-- THE DATA --
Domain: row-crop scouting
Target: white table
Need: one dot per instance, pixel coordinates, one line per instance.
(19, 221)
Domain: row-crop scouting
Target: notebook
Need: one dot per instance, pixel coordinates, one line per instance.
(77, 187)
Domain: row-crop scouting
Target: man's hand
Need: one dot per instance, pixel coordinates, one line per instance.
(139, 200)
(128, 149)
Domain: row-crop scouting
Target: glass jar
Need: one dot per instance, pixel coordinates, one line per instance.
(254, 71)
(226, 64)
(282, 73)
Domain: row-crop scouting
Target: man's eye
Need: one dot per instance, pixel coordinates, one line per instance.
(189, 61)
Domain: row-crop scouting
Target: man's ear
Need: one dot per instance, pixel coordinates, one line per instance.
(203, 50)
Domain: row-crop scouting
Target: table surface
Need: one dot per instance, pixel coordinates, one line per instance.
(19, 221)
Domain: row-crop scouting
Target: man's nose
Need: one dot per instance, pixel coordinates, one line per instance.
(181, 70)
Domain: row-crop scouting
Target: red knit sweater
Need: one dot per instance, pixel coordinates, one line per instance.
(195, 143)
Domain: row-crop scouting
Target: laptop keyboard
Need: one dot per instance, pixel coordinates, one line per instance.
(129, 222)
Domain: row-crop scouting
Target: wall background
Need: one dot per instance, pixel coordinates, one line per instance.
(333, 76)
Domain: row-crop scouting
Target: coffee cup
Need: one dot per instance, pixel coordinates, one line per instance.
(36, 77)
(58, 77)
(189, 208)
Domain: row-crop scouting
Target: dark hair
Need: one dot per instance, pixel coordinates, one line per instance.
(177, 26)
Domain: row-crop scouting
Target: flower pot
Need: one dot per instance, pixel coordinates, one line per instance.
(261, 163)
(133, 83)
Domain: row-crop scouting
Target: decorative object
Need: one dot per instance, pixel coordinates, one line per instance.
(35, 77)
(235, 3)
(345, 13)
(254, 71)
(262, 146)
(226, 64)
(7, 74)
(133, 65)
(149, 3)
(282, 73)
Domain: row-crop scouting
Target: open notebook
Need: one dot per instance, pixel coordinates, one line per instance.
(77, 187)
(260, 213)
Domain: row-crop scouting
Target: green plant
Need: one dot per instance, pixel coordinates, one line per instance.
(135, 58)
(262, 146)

-- WHAT NEEDS TO BE DONE --
Go through the records above and retype each one exactly.

-- FULL SOLUTION --
Domain: row-crop scouting
Target: white table
Need: one dot per instance, pixel coordinates, one line per instance.
(19, 221)
Domain: row-crop scouting
Target: notebook
Need: one dot per instance, pixel coordinates, one line per instance.
(77, 187)
Domain: row-crop scouting
Target: man's hand
Need: one dot per instance, pixel coordinates, one line per instance.
(139, 200)
(128, 149)
Domain: row-crop scouting
Target: glass jar
Need: one dot per instance, pixel coordinates, one line per instance.
(254, 71)
(226, 64)
(282, 73)
Domain: row-crop scouting
Target: man's eye
Need: one dot per instance, pixel coordinates, one line per instance.
(189, 61)
Domain: row-crop scouting
Target: man's ear
Need: one dot per instance, pixel coordinates, one line per instance.
(203, 50)
Domain: row-crop scouting
Target: table surface
Need: one dot per instance, pixel coordinates, one line per instance.
(19, 221)
Domain: row-crop scouting
Target: man's nose
Need: one dot per instance, pixel coordinates, one line per instance.
(181, 70)
Domain: row-crop scouting
Target: red knit sweater
Need: one dot per instance, pixel coordinates, one line per instance.
(195, 143)
Domain: row-crop scouting
Target: laptop keyboard
Need: one dot per instance, pixel coordinates, one line per instance.
(129, 222)
Domain: row-crop scouting
Target: wall background
Need: one dot per instance, pixel coordinates, one line per instance.
(333, 76)
Domain: row-crop scouting
Target: coffee cup
Need: one dot per instance, pixel coordinates, one line per instance.
(36, 77)
(58, 77)
(189, 208)
Domain: row-crop scouting
Target: dark hair
Need: one dot per instance, pixel coordinates, one line per instance.
(177, 26)
Domain: row-crop scouting
Target: flower pot
Need: one dot per instance, pixel coordinates, one line per instance.
(261, 163)
(133, 83)
Domain: row-crop scouting
Target: decorative object
Need: one dot per instance, pixel coordinates, one line per instance.
(35, 77)
(235, 3)
(345, 13)
(254, 71)
(262, 146)
(226, 64)
(7, 74)
(133, 65)
(149, 3)
(282, 73)
Domain: row-crop scouting
Target: open notebook
Need: one dot per instance, pixel coordinates, one line per instance.
(77, 187)
(260, 213)
Domain: row-crop scouting
Target: green plant
Need: one dot per instance, pixel coordinates, one line per instance.
(135, 58)
(262, 146)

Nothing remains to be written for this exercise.